--- Begin PAGE TEXT ---
In most of the papers on the in-medium hadron mass shifts the hadrons were considered at
rest.
As seen from Eq.(1) this restriction is not necessary theoretically.
Experimentally it is also desirable to have theoretical predictions in broad
energy interval, since it extends the possibilities of experimental
investigations. As discussed in \cite{2} for the cases of $\rho$ or
$\pi$-mesons embedded in nuclear matter the energy dependence of the mass
shifts is rather significant at low energies, i.e. in the resonance region.
Here we will demonstrate this for the case of the thermal mass
shift of a nucleon imbedded in a pion gas.

For the nucleon at rest the mass shift was calculated by Leutwyler and 
Smilga\cite{3} by
using experimental information\cite{4} on the $\pi N$ forward scattering 
amplitude. We will
show how their resut follows from Eq.(\ref{dm0}) and then generalize 
it to the case of a
moving nucleon. First, let us go from the rest frame of the nucleon to 
that of a pion. Under this transformation
$\rho\to\rho\sqrt{1-v^2}$, ($v$ is the pion velocity).
Kinematically, we have $m_NE_{\pi}=m_{\pi}E_N$, where $E_{\pi}$ is the pion
energy in the nucleon rest frame, $E_N$ is the nucleon energy in the pion
rest frame. Since the cross section $\sigma$  is the same in both the rest
frames, we have from the optical  theorem $f_{N\pi}(E_N)/E_N=f_{\pi
N}(E_{\pi})/E_{\pi}$, where the indeces $N\pi$ and $\pi N$ of the amplitudes mean pion and
nucleon rest frames correspondingly. Then Eq.(\ref{dm0}) can be rewritten as

\be
\Delta m_N (E=m_N) = -2\pi\frac{\rho}{E_{\pi}}{\rm Re} f_{\pi N}(E_{\pi})
\label{dm1}
\ee
Here $\rho$ is now the pion gas density in the rest frame of the nucleon and
$f_{\pi N}(E_{\pi})$ is the amplitude of forward scattering of a pion with energy $E_{\pi}$
on the nucleon in this frame. Since the rest frame of the nucleon is also
the rest frame of the pion gas, we recover the formula used in \cite{3}

\be
\Delta m_N  = -2\pi\sum_{\pi^a} \int\frac{d^3 k}{(2\pi )^3}
\frac{1}{E_{\pi}}\frac{1}{e^{E_{\pi}/T}-1}{\rm Re} f_{\pi^a N}(E_{\pi})
--- End PAGE TEXT ---
--- Begin INFORMATION SUPPLIED ---
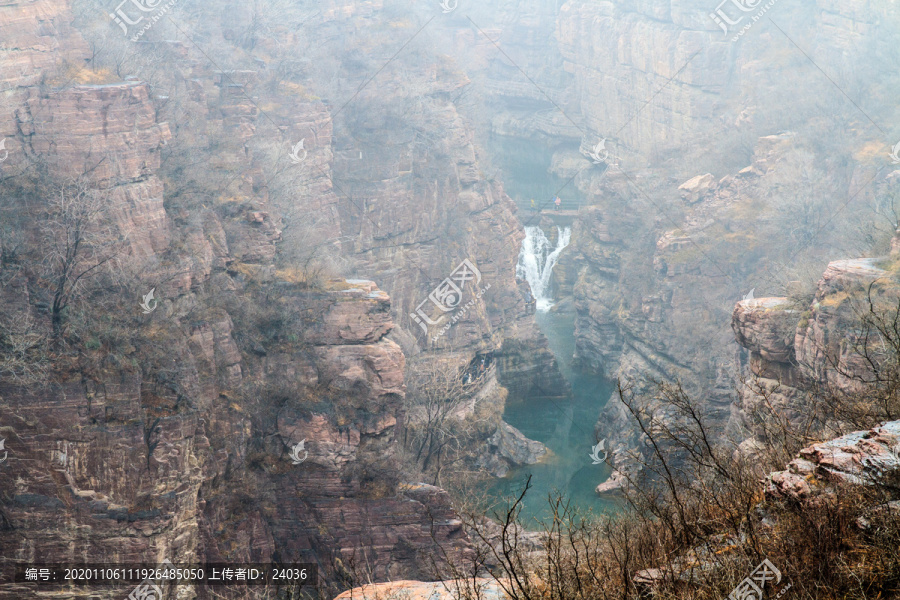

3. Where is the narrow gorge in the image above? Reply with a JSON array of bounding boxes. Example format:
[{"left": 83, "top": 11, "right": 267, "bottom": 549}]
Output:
--- End INFORMATION SUPPLIED ---
### WHAT TO DO:
1. Answer these from the text on nucleon mass shifts, each on its own line:
(a) Who calculated the mass shift for a nucleon at rest?
(b) How does ρ change under the transformation from the nucleon rest frame to the pion rest frame?
(c) Which frame does the text say is also the rest frame of the pion gas?
2. List each symbol in the text on nucleon mass shifts that stands for a velocity, an energy, a density or a cross section, with what it stands for.

### ANSWERS TO THE TASKS:
1.
(a) Leutwyler and Smilga
(b) ρ becomes ρ√(1−v²), where v is the pion velocity.
(c) The rest frame of the nucleon

2.
- v: the pion velocity
- E_π: the pion energy in the nucleon rest frame
- E_N: the nucleon energy in the pion rest frame
- σ: the cross section
- ρ: the pion gas density in the rest frame of the nucleon